▸ **Stated task**:
Quote precisely the final stretch of the listing: start at the line containing "find white covered" and stop after the last line.

▸ **Supplied material**:
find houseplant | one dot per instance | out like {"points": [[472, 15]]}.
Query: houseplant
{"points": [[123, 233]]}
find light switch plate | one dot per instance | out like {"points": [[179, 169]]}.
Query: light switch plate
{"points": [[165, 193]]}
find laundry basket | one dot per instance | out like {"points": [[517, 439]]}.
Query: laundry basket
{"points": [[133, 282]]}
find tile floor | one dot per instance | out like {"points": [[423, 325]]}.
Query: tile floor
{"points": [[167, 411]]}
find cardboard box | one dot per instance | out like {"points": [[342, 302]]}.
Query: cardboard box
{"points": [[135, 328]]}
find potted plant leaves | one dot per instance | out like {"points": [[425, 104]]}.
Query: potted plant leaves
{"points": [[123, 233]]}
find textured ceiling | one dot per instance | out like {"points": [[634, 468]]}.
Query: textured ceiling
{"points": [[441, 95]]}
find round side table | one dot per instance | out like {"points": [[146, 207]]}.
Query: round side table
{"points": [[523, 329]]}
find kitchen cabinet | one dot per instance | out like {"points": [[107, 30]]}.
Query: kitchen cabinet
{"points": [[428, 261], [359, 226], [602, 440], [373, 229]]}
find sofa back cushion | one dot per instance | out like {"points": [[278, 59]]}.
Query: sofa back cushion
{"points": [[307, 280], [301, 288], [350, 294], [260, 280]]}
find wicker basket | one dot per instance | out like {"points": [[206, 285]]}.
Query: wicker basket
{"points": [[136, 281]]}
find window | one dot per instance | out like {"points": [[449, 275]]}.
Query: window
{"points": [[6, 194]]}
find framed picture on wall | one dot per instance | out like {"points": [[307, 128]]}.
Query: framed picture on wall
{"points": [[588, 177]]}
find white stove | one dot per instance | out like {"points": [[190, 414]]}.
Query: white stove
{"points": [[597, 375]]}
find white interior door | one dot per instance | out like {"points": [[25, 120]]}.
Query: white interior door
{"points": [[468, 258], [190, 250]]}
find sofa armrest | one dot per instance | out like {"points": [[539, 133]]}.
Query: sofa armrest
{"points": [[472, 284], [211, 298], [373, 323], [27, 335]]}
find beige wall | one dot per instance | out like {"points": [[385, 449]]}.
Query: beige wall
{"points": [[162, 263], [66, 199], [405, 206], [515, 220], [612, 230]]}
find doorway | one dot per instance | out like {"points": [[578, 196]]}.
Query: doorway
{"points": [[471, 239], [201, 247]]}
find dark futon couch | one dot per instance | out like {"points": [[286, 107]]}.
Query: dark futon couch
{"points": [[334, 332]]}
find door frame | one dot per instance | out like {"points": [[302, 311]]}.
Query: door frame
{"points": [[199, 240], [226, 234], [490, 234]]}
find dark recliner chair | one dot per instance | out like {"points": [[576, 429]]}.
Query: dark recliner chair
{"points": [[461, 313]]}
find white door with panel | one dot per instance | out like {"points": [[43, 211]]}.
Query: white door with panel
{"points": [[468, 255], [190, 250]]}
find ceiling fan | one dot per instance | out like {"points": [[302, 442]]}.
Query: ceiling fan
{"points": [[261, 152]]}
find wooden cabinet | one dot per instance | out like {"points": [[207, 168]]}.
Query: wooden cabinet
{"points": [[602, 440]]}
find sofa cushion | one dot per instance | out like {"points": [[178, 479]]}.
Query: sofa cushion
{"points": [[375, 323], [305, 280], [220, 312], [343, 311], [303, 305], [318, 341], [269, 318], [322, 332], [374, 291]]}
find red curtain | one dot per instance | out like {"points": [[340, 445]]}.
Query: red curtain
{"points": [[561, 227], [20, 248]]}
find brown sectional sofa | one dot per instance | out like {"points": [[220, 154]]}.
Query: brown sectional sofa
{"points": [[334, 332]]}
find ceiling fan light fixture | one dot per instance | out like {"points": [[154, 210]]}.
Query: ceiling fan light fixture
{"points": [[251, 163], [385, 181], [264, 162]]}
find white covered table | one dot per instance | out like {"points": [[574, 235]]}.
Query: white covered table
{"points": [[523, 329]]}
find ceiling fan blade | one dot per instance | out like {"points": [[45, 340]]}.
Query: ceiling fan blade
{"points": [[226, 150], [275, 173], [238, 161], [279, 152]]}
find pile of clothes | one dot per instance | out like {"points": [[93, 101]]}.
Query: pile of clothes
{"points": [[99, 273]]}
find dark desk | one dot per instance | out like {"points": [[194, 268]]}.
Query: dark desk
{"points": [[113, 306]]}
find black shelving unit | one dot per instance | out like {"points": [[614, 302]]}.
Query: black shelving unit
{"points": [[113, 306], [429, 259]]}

▸ **Written answer**:
find white covered table | one dot per instance | out like {"points": [[574, 235]]}.
Query: white covered table
{"points": [[523, 329]]}
find ceiling fan blade | one dot per instance | out like {"points": [[45, 340]]}.
Query: ceiling fan blade
{"points": [[226, 150], [275, 173], [238, 161], [279, 152]]}
find pile of clothes | one dot per instance | out like {"points": [[93, 101]]}.
Query: pile of clothes
{"points": [[99, 273]]}
find dark desk | one dot per instance | out like {"points": [[194, 268]]}.
Query: dark desk
{"points": [[113, 306]]}
find black shelving unit | one dot per instance | out like {"points": [[614, 302]]}.
Query: black shelving unit
{"points": [[113, 306], [429, 259]]}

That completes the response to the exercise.